[[ Data to process, beginning ]]

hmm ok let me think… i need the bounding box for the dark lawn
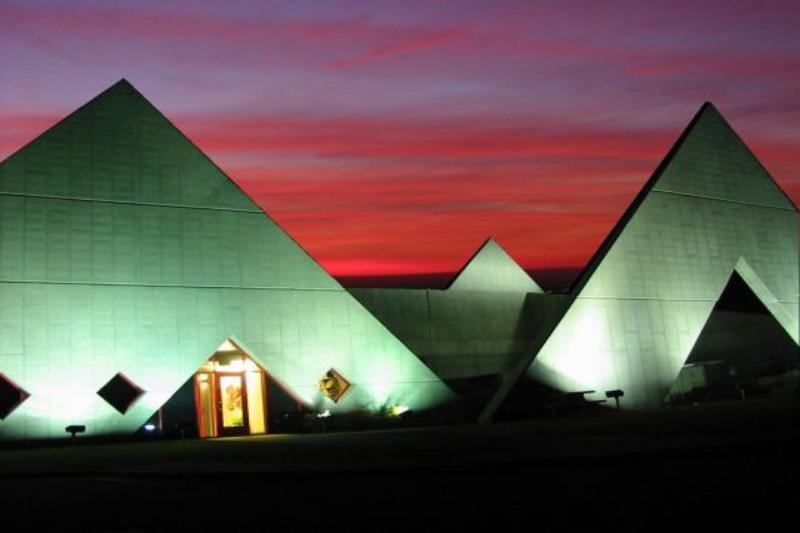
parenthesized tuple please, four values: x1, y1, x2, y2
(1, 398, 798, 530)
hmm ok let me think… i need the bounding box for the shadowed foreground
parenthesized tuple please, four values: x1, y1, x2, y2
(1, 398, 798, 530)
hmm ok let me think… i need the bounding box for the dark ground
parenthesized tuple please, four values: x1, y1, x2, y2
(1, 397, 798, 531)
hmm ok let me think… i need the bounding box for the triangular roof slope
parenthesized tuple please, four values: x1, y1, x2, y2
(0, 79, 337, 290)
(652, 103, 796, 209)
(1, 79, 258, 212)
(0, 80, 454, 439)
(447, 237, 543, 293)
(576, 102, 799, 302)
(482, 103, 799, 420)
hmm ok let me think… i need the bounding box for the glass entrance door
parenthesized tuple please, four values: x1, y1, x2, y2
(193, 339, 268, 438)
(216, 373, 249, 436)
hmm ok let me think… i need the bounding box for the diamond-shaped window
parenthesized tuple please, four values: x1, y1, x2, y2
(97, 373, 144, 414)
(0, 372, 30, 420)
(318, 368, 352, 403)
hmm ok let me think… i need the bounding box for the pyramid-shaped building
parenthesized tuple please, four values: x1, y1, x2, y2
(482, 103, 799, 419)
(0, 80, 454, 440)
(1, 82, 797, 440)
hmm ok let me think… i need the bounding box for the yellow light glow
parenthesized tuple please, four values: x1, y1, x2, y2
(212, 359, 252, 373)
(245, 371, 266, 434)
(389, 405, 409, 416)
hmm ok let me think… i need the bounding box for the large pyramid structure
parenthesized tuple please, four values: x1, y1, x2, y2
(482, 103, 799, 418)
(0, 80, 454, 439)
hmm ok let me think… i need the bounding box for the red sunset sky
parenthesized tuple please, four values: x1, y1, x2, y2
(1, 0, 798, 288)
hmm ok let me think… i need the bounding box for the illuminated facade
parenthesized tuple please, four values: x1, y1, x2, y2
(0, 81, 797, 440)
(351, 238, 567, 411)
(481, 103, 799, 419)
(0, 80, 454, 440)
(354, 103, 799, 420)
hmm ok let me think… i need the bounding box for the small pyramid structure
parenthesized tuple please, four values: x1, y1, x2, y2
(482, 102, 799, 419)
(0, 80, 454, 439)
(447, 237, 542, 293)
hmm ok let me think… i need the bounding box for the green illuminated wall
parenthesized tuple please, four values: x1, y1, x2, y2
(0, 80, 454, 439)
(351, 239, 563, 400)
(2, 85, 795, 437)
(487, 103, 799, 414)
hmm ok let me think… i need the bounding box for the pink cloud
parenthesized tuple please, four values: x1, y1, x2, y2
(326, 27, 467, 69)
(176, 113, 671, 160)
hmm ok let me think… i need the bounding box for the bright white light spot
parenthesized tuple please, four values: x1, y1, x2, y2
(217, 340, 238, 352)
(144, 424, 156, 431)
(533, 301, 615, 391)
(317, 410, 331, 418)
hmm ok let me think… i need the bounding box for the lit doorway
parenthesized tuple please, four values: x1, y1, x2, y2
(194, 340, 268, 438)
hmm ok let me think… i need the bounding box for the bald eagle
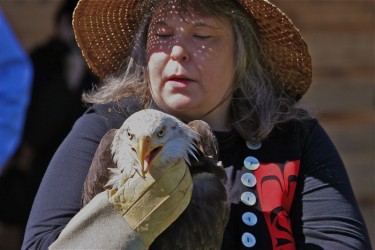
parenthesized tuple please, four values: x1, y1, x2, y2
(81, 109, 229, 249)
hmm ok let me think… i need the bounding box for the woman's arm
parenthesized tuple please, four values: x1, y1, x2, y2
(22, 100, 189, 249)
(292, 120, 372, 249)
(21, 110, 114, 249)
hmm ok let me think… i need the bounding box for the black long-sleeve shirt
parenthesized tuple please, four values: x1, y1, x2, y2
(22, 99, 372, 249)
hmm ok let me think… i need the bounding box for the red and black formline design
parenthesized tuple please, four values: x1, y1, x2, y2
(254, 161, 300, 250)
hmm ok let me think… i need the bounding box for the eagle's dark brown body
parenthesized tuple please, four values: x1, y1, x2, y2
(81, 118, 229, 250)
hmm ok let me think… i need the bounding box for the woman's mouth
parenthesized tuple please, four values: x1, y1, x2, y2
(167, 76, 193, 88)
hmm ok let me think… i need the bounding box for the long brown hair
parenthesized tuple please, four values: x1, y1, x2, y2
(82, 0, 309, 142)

[[ Data to process, end ]]

Work instructions: Which lines in the records above contain the string "dark"? Copy each one.

Response box:
hmm ok let me think… i need the bounding box for the dark lawn
hmm ok let me think… i need the bounding box for the dark ground
hmm ok let me think… i need the bounding box for the eagle's dark brown body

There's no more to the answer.